[What is being asked] Before answering, work out how many lines below contain the string "windshield"; the reply is that number alone.

Extracted records:
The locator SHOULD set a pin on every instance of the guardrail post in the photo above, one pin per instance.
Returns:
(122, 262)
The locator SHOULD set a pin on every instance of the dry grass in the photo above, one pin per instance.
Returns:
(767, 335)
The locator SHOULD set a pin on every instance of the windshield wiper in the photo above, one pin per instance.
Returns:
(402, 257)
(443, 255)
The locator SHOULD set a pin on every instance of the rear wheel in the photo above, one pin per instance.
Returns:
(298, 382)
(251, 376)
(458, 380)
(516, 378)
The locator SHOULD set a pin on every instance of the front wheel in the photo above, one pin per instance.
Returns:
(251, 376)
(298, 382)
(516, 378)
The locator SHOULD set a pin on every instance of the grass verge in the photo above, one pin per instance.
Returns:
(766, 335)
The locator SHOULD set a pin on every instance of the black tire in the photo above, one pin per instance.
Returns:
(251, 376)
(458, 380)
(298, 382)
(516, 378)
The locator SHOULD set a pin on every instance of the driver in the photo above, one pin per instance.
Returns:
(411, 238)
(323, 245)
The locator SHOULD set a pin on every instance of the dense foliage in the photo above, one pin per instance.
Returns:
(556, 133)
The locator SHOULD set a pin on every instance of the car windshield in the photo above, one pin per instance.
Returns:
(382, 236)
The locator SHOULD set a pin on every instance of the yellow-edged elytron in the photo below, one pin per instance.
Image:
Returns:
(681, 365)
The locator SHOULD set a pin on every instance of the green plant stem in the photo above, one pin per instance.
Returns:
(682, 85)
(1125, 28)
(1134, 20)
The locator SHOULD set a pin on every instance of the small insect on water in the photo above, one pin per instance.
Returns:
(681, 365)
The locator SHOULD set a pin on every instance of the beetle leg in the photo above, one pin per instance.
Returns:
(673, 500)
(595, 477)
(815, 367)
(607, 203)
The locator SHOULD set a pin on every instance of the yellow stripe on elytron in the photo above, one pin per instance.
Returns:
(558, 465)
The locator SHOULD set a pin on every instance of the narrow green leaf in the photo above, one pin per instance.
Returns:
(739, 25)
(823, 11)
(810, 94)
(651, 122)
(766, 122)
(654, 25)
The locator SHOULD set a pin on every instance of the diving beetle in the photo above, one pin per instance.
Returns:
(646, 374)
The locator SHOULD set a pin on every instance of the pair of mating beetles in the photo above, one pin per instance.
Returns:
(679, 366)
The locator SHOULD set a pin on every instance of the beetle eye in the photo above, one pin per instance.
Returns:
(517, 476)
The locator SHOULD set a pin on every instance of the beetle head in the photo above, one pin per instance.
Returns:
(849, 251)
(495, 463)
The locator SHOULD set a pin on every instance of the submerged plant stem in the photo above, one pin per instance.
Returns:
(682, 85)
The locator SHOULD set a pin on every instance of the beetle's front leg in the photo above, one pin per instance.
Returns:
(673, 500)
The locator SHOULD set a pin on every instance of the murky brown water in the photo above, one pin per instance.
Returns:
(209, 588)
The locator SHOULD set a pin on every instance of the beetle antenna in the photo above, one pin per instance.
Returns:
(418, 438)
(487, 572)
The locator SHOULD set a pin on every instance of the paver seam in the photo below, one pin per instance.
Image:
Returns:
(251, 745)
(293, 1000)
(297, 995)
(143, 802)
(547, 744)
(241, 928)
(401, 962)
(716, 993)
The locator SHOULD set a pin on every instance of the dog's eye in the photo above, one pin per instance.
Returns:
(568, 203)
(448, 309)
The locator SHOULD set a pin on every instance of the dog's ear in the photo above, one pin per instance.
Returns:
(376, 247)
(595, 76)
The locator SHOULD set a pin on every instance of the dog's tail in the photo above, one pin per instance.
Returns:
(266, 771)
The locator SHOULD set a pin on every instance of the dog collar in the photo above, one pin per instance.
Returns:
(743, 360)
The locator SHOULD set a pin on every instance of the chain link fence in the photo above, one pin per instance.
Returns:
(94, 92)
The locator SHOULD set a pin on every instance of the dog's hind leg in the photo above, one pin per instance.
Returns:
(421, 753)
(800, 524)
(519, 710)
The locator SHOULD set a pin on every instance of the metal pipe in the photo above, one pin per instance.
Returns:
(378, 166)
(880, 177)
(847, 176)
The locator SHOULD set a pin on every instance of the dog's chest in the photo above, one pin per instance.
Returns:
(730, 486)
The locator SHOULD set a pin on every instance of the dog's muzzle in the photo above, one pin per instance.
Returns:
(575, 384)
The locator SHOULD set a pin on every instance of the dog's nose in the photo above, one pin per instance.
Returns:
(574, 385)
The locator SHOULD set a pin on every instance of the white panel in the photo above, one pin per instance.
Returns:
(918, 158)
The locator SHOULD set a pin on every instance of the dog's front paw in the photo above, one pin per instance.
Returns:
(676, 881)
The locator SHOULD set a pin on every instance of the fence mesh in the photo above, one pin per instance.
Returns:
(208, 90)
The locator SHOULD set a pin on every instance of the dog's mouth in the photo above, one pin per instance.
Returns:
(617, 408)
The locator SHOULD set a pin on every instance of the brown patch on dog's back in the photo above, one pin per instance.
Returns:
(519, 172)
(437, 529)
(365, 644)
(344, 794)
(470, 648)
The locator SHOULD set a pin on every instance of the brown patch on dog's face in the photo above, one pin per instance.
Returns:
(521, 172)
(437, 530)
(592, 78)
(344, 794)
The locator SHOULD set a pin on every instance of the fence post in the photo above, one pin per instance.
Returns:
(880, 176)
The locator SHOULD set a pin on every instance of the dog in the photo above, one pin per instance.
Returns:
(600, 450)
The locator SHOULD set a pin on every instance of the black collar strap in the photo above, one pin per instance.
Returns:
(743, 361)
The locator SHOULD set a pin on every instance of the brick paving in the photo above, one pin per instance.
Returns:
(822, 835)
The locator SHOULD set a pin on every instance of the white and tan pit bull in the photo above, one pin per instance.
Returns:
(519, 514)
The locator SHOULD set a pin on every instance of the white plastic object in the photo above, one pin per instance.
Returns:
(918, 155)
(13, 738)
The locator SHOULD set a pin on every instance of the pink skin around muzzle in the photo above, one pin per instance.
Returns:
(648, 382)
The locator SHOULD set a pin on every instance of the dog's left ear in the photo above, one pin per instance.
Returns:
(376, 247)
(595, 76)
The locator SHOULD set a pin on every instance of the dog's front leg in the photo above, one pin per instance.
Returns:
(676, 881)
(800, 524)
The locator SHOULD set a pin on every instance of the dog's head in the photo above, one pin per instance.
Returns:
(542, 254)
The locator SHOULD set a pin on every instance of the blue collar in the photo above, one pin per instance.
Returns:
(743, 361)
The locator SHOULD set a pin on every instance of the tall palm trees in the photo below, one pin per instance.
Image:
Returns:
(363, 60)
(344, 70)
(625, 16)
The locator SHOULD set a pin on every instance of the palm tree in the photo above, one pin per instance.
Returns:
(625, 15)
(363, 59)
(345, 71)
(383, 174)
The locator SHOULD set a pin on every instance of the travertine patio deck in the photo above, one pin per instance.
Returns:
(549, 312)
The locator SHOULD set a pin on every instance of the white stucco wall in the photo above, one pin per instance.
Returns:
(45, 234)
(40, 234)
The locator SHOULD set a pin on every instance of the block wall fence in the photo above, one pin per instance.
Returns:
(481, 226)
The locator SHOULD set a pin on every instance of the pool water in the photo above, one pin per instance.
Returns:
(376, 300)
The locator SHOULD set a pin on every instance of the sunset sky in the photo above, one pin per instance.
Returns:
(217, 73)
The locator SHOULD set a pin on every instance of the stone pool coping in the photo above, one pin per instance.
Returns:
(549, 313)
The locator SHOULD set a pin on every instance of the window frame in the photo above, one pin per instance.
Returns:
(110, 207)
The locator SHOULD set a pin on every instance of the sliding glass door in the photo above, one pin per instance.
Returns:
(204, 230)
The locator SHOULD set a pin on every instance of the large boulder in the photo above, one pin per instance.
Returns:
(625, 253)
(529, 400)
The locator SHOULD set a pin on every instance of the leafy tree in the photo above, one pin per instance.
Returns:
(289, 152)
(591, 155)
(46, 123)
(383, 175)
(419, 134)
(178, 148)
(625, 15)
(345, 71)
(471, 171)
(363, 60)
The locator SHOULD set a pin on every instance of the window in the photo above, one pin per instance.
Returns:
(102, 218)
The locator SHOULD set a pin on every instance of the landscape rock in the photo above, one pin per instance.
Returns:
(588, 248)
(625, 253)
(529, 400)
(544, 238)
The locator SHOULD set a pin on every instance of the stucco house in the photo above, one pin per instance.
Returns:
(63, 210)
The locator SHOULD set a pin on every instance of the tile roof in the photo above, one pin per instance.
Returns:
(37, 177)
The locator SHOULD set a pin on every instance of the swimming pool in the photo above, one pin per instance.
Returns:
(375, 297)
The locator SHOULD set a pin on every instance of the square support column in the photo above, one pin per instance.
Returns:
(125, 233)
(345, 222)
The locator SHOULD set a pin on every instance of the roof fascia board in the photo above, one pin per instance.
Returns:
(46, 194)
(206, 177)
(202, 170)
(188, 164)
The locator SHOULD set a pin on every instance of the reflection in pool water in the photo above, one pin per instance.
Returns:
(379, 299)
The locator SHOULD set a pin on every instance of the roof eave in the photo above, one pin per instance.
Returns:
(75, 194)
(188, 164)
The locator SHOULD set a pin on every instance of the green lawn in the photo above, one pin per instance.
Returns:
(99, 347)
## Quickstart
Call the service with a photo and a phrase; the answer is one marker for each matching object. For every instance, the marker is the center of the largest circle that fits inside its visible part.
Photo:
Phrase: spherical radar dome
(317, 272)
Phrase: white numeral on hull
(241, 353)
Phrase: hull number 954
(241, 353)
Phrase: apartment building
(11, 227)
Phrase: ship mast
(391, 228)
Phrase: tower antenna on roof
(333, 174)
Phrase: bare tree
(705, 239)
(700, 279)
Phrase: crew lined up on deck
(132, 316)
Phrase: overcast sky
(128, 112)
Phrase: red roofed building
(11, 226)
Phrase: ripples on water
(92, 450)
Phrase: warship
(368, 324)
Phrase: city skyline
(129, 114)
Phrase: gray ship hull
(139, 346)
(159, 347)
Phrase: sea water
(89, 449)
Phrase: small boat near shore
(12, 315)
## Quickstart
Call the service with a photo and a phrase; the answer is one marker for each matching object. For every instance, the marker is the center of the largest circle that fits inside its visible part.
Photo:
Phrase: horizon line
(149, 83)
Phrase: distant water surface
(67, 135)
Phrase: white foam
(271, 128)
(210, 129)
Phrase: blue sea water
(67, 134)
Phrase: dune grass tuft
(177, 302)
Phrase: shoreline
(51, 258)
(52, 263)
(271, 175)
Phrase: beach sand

[Output below] 2